• Exercise directions
All of the entries are to be returned word for word.

——

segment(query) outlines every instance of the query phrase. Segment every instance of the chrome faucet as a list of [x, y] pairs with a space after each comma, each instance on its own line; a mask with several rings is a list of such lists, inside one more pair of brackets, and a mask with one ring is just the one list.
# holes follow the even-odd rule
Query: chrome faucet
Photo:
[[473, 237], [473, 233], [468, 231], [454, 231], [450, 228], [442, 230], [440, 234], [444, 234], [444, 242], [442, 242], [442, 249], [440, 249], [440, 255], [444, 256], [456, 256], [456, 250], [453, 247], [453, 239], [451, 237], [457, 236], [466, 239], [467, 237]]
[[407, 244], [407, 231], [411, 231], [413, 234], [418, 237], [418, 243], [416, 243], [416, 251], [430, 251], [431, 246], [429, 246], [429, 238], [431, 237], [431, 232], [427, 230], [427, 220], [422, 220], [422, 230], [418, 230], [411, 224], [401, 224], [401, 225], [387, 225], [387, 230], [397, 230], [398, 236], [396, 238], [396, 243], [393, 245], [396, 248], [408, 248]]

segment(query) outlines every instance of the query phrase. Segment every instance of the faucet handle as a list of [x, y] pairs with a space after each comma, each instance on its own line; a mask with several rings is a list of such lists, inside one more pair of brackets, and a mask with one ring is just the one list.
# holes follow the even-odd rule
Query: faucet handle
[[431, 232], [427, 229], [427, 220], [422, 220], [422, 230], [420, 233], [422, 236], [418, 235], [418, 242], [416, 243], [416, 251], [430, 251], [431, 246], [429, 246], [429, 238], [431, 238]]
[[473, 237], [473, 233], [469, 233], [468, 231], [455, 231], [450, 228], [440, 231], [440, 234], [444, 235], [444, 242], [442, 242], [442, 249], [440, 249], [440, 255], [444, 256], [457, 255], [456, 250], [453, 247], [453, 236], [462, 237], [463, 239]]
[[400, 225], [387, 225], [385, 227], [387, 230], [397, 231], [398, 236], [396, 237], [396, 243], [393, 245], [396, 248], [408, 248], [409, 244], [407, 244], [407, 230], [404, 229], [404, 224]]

——

• Completed task
segment(query) outlines every instance of the query phrase. Segment every instance of the chrome faucet as a list of [x, y] pairs with a space after each comma, each instance on its own line; a mask with several rings is a list of such lists, inside one more pair of brackets, and a mask with one ring is just the one list.
# holes follow the even-odd rule
Query: chrome faucet
Photo:
[[473, 237], [473, 233], [468, 231], [454, 231], [450, 228], [442, 230], [440, 234], [444, 234], [444, 242], [442, 242], [442, 249], [440, 249], [440, 255], [444, 256], [456, 256], [456, 250], [453, 247], [453, 239], [451, 237], [457, 236], [466, 239], [467, 237]]
[[407, 244], [407, 231], [411, 231], [413, 234], [418, 237], [418, 243], [416, 243], [416, 251], [430, 251], [431, 246], [429, 246], [429, 238], [431, 237], [431, 232], [427, 230], [427, 220], [422, 220], [422, 230], [418, 230], [411, 224], [401, 224], [401, 225], [387, 225], [387, 230], [397, 230], [398, 236], [396, 238], [396, 243], [393, 245], [396, 248], [408, 248]]

segment(query) outlines every instance of the query phrase. Segment every instance of the faucet handle as a list of [x, y] pairs with a space after each comma, each instance on its own line; a mask with several rings is a list of such lists, inside one more pair of brackets, and a mask with one ring is just the one list.
# holes follow the even-odd rule
Query: faucet handle
[[431, 232], [427, 229], [427, 220], [422, 220], [422, 230], [420, 233], [422, 236], [418, 235], [418, 242], [416, 243], [416, 251], [430, 251], [431, 246], [429, 246], [429, 238], [431, 238]]
[[473, 237], [473, 233], [469, 233], [468, 231], [455, 231], [450, 228], [440, 231], [440, 234], [444, 235], [444, 242], [442, 242], [442, 249], [440, 249], [440, 255], [444, 256], [457, 255], [456, 250], [453, 247], [453, 236], [462, 237], [463, 239]]
[[400, 225], [387, 225], [385, 227], [387, 230], [397, 231], [398, 236], [396, 237], [396, 243], [393, 245], [396, 248], [408, 248], [409, 244], [407, 244], [407, 230], [404, 229], [404, 224]]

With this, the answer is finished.